#### WHAT THIS EXERCISE ASKS:
A – Rewrite the meat and health article between "Doctors at the" and "turkey and rabbit.", inclusive, changing "Doctors" to "Physicians".
B – According to the meat and health article, by how much can eating poultry and similar meats reduce the risk of developing liver cancer?
C – List every meat the meat and health article names as part of the diet that minimizes the link between red meat and liver cancer.

PAGE EXTRACT Start Marker

Eating meat, in the right amounts and with proper seasoning, not only does not harm your health but – quite the opposite – helps the body grow and prevents a variety of illnesses, from diabetes to vascular problems. These claims are not only made by professional associations but also important university studies point out that meat is a key element in the diet of adults and children alike.
Doctors at the Zhejiang Cancer Hospital in southeast China have shown that eating poultry and the like can reduce by up to 31% the risk of developing liver cancer. According to the team of experts, red meat seems not to be closely related to the onset of so-called hepatocellular carcinoma. The association between consumption of this type of food and the development of cancer cells in the liver is in fact minimised by a diet that includes meals based on veal, pork, lamb, goat, poultry, turkey and rabbit.
Research conducted at Penn State University in the United States shows that, contrary to current beliefs, eating a daily portion of red meat, provided it is lean, helps lower blood pressure and reduce the risk of heart disease. Lean red meat, including beef, may in fact be eaten as the main protein in diets for people suffering from vascular problems, together with fruit, vegetables and low fat dairy products. In this way, say researchers in the study published in the Journal of Human Hypertension, it is possible to reduce blood pressure in healthy individuals, keep cholesterol under control and ensure good prevention.
Action by institutions and associations to combat the decline in meat consumption are also multiplying. On a European scale, efforts will intensify to protect and enhance the excellence of the sector in the EU itself as well as in non-EU countries. “We must make it clear to consumers,” as Paolo De Castro, President of the Group of Democratic Socialists of the Agriculture and Rural Development Commission at the European Parliament made quite clear to Eurocarne Post, “that a great deal of information on meat is untrue. It is not true that it is not healthy, quite the opposite: it is a noble protein that is especially essential for the growth or young people and cannot be replaced by any other similar item of different origin. Thanks to in-depth scientific analyses, we have been able to establish with certainty the importance of this product in the food chain of all of us”.

PAGE EXTRACT End Marker
ENTRIES SHOWN Start Marker

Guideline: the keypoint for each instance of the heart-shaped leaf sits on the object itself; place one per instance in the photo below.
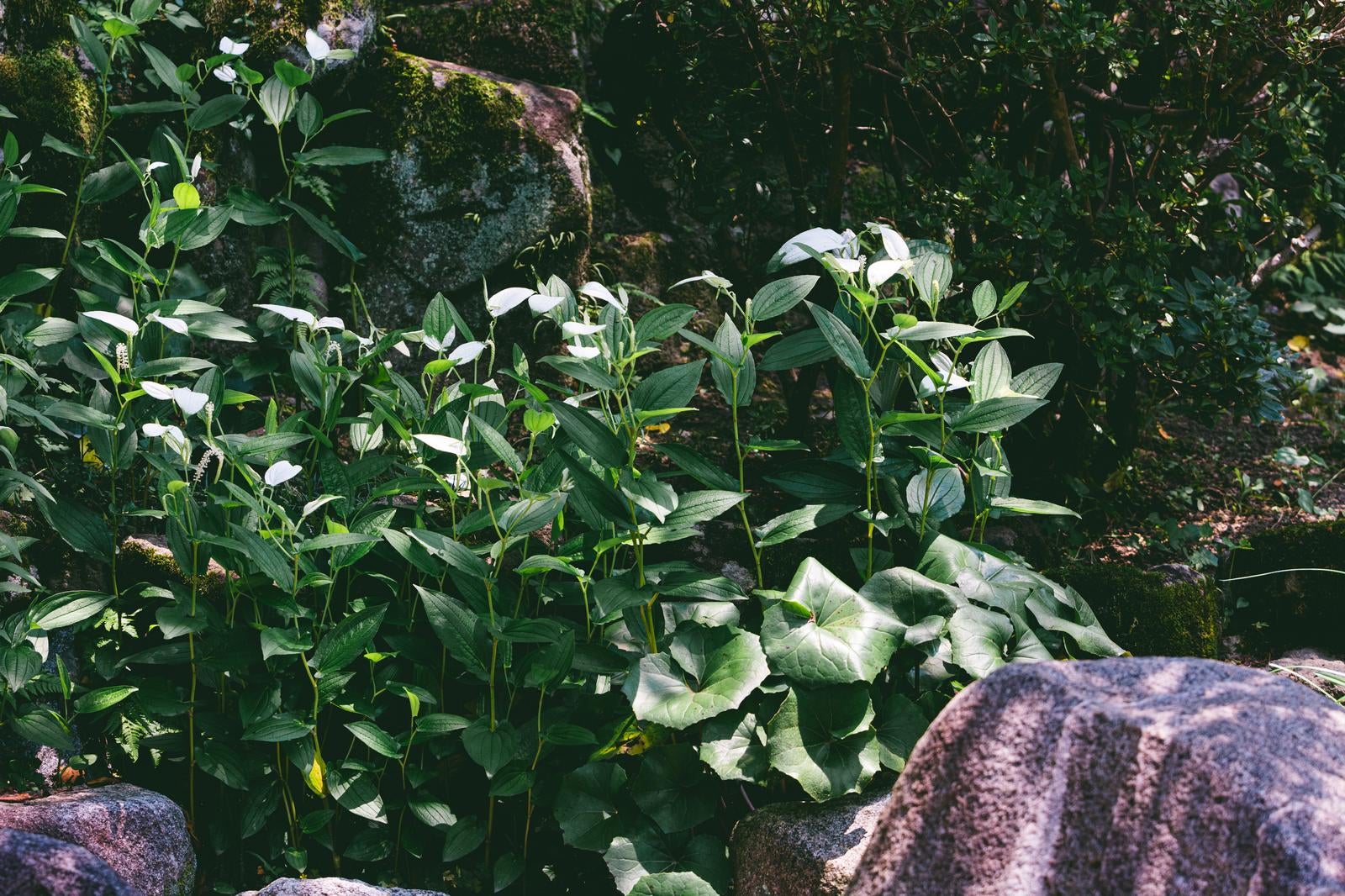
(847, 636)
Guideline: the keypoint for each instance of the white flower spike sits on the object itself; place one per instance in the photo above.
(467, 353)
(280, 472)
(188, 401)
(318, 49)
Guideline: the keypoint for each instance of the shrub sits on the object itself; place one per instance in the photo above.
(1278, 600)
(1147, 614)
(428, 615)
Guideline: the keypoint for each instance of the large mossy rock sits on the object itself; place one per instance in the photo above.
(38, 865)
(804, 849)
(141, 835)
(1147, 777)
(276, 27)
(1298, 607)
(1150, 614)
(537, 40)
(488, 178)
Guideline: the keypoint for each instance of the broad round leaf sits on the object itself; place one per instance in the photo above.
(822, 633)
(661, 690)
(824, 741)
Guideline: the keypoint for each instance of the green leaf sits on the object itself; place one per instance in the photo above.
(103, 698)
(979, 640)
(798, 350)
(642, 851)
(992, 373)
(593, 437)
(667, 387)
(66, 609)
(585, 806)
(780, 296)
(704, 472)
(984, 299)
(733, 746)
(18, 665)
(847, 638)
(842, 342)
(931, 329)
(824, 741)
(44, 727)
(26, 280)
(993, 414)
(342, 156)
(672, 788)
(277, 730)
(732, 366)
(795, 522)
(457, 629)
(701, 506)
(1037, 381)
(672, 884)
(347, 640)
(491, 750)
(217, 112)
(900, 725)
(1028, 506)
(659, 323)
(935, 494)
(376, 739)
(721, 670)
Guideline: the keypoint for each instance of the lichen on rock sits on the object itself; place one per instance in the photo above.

ENTRIES SHOWN End Marker

#### PROBLEM SOLUTIONS:
A –
Physicians at the Zhejiang Cancer Hospital in southeast China have shown that eating poultry and the like can reduce by up to 31% the risk of developing liver cancer. According to the team of experts, red meat seems not to be closely related to the onset of so-called hepatocellular carcinoma. The association between consumption of this type of food and the development of cancer cells in the liver is in fact minimised by a diet that includes meals based on veal, pork, lamb, goat, poultry, turkey and rabbit.

B – By up to 31%.

C – Veal, pork, lamb, goat, poultry, turkey, rabbit